Collected data:
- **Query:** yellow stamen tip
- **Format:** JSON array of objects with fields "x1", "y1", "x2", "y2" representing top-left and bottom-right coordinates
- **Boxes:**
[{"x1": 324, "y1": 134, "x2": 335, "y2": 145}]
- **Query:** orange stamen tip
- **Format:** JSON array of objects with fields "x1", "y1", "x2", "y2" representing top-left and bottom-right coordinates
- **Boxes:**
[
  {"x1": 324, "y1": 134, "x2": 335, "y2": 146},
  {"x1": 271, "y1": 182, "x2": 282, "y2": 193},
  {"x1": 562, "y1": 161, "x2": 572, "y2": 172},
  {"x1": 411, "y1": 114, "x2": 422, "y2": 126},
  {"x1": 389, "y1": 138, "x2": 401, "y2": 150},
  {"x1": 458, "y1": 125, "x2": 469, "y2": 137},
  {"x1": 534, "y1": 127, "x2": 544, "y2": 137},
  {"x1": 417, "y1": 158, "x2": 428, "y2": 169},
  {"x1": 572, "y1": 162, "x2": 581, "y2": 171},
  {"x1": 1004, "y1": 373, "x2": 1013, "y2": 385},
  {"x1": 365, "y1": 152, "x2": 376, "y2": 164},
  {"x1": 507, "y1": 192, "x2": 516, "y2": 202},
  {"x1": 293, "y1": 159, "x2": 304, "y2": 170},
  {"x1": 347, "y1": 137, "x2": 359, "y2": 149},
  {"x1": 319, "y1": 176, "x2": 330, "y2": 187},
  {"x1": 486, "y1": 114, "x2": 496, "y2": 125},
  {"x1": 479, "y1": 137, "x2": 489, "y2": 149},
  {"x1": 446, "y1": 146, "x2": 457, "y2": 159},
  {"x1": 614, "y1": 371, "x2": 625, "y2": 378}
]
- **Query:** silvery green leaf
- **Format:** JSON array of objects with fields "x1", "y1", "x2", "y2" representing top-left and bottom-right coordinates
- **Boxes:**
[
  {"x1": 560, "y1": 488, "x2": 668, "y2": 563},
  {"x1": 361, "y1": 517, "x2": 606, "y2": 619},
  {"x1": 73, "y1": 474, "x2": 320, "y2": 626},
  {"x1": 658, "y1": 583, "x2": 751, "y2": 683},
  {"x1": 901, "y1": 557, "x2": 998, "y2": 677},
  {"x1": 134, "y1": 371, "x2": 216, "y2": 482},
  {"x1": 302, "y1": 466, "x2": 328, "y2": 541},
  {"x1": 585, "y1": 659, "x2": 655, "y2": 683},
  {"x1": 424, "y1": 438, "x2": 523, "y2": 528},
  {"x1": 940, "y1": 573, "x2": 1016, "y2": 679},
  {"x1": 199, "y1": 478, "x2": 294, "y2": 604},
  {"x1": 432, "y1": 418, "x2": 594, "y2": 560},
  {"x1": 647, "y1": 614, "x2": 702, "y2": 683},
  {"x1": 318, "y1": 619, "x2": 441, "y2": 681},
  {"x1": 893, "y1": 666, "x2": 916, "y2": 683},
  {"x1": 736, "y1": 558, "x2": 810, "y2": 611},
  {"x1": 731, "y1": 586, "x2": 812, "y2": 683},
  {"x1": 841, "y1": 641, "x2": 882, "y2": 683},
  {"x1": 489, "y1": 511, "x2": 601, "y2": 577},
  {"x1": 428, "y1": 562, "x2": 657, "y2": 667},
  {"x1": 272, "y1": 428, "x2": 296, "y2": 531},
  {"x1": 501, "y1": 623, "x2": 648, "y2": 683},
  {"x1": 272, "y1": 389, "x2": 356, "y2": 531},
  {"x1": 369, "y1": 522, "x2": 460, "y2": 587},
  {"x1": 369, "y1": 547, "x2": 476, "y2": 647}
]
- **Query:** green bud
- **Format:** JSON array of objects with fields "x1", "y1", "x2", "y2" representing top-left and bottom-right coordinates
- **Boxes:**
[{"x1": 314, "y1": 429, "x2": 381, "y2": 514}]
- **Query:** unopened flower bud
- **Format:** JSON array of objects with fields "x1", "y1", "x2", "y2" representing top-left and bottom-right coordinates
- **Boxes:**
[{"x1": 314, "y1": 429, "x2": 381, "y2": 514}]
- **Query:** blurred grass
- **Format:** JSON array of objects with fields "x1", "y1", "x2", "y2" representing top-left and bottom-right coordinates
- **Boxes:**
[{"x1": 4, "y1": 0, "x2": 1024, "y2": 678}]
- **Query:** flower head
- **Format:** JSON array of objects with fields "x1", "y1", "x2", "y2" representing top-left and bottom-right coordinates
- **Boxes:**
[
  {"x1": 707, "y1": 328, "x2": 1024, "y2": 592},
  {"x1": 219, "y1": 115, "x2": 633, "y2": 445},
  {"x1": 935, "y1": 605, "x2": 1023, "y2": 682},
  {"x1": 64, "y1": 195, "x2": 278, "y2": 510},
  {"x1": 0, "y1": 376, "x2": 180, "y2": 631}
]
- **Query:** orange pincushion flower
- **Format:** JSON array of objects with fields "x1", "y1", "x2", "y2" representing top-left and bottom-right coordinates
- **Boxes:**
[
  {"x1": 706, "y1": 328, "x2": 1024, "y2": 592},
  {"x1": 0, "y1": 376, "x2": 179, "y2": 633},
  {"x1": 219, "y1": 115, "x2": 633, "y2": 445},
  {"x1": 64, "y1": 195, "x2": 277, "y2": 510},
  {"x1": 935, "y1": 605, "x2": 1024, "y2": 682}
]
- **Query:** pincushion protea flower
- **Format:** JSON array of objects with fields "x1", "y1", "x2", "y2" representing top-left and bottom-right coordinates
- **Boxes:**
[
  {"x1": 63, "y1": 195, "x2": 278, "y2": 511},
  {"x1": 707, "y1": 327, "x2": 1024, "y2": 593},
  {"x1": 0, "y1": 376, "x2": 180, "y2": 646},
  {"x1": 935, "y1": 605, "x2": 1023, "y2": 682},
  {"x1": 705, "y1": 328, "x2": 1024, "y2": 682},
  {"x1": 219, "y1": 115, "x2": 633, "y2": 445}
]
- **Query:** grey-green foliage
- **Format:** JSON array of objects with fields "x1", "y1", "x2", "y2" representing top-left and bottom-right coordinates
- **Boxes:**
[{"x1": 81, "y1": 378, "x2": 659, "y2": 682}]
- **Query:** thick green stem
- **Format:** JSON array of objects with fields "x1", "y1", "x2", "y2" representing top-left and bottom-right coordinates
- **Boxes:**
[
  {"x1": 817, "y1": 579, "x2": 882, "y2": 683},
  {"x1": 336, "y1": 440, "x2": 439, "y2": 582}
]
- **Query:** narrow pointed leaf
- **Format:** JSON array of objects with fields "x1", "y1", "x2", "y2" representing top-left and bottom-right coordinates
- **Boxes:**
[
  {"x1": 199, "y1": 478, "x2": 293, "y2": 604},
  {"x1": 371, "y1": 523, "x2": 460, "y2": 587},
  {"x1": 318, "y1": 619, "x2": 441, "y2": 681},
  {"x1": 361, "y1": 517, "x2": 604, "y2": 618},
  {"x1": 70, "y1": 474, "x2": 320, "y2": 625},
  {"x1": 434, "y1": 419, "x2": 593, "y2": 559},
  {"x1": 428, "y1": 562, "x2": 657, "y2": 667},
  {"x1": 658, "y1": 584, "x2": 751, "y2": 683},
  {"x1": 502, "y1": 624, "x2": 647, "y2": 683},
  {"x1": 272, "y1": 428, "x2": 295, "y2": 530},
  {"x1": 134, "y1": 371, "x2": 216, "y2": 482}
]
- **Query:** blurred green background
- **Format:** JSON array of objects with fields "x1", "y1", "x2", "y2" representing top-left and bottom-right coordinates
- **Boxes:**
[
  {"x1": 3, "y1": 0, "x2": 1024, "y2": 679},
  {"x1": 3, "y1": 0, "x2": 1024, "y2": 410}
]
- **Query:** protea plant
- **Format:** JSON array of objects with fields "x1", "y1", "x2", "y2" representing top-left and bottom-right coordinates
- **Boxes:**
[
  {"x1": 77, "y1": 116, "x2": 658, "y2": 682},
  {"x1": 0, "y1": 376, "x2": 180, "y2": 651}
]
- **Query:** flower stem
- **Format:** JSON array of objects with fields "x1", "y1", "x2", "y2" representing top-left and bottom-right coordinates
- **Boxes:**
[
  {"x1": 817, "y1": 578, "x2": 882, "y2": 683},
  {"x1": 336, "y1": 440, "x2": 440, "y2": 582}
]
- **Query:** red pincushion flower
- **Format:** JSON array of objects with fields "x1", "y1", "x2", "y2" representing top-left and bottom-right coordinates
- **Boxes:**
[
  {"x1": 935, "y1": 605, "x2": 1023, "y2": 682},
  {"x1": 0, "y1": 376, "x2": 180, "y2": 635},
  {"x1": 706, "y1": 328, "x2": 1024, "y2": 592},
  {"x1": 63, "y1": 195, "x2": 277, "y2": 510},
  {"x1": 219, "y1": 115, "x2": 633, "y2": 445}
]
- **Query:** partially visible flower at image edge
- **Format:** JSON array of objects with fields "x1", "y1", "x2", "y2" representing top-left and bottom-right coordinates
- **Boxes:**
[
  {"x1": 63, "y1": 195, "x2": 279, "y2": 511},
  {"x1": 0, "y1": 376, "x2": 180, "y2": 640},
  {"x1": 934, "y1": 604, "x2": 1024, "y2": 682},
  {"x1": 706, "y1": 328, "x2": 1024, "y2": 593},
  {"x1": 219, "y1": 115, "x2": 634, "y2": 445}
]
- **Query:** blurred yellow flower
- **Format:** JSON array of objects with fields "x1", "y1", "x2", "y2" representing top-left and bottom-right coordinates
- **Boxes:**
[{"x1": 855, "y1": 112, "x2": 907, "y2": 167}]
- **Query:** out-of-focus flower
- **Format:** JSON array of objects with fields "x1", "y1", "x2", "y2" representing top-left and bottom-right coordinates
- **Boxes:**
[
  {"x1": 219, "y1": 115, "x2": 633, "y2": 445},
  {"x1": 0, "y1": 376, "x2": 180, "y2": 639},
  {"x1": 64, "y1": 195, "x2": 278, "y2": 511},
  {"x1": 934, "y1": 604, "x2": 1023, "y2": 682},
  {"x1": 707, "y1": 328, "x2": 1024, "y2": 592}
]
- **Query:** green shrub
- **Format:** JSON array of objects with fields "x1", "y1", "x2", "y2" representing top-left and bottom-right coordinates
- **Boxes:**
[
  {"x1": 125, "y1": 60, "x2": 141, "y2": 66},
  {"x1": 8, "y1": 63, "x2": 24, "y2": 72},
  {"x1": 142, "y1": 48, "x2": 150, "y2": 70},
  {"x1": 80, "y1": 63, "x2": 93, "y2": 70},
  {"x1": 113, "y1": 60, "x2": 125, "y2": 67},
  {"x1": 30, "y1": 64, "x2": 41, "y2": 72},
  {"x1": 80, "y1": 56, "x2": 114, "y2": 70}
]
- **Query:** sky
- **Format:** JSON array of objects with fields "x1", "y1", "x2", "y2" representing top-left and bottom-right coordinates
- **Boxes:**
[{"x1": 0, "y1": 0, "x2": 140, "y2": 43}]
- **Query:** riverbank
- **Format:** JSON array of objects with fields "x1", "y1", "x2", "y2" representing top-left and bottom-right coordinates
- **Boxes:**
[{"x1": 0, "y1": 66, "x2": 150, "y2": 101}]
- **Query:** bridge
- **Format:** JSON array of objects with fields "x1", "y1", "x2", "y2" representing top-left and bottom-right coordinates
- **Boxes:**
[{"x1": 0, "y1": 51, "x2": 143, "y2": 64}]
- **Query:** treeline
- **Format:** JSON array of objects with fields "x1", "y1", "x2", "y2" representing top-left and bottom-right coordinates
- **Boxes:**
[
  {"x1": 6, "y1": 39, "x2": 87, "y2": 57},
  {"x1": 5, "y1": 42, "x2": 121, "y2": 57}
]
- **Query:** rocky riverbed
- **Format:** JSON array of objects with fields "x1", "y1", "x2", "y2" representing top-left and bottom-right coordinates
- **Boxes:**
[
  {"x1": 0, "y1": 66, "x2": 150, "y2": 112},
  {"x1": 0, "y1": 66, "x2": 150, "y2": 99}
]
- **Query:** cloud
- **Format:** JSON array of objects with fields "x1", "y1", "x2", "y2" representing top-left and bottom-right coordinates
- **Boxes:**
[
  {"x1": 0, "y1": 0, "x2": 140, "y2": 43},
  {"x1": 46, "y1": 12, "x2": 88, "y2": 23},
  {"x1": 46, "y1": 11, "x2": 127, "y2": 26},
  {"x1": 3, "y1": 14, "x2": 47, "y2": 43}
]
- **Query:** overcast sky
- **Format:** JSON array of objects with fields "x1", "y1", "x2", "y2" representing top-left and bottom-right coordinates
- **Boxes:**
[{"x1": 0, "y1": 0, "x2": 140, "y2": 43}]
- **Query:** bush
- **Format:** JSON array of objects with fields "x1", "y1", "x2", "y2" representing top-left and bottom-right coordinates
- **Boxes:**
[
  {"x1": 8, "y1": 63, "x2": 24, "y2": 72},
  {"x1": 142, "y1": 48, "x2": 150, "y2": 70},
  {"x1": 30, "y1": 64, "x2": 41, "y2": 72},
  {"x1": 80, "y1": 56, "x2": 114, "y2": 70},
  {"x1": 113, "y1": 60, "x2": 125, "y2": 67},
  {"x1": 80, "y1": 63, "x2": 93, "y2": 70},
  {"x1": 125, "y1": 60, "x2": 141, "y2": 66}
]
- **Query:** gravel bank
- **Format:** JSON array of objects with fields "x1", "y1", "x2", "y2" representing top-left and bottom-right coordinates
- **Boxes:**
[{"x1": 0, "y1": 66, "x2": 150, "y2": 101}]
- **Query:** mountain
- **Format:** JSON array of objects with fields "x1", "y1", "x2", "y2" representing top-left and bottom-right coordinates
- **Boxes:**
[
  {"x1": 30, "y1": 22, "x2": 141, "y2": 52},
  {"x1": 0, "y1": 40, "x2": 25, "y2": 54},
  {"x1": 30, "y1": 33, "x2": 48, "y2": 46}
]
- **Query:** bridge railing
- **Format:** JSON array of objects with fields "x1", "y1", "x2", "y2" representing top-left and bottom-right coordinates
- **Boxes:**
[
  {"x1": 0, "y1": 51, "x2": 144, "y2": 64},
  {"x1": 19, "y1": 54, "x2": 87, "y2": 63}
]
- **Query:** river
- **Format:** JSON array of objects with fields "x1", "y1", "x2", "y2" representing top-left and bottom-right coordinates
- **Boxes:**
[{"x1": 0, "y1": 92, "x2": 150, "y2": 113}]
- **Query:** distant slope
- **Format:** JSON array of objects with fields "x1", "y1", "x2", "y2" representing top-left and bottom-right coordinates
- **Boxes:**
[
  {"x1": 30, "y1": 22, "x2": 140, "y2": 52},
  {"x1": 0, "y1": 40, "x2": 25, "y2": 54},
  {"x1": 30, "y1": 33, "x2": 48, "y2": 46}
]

» **PROBLEM TO SOLVE**
Lines from the top of the data above through the line containing "- **Query:** orange stamen tip" must be repeated exactly. All other lines stay out.

» **RESULT FOR THIS EXERCISE**
- **Query:** yellow stamen tip
- **Format:** JSON array of objects with fields "x1", "y1", "x2", "y2" representing top-left and bottom-right coordinates
- **Boxes:**
[{"x1": 324, "y1": 134, "x2": 335, "y2": 145}]
- **Query:** orange stamen tip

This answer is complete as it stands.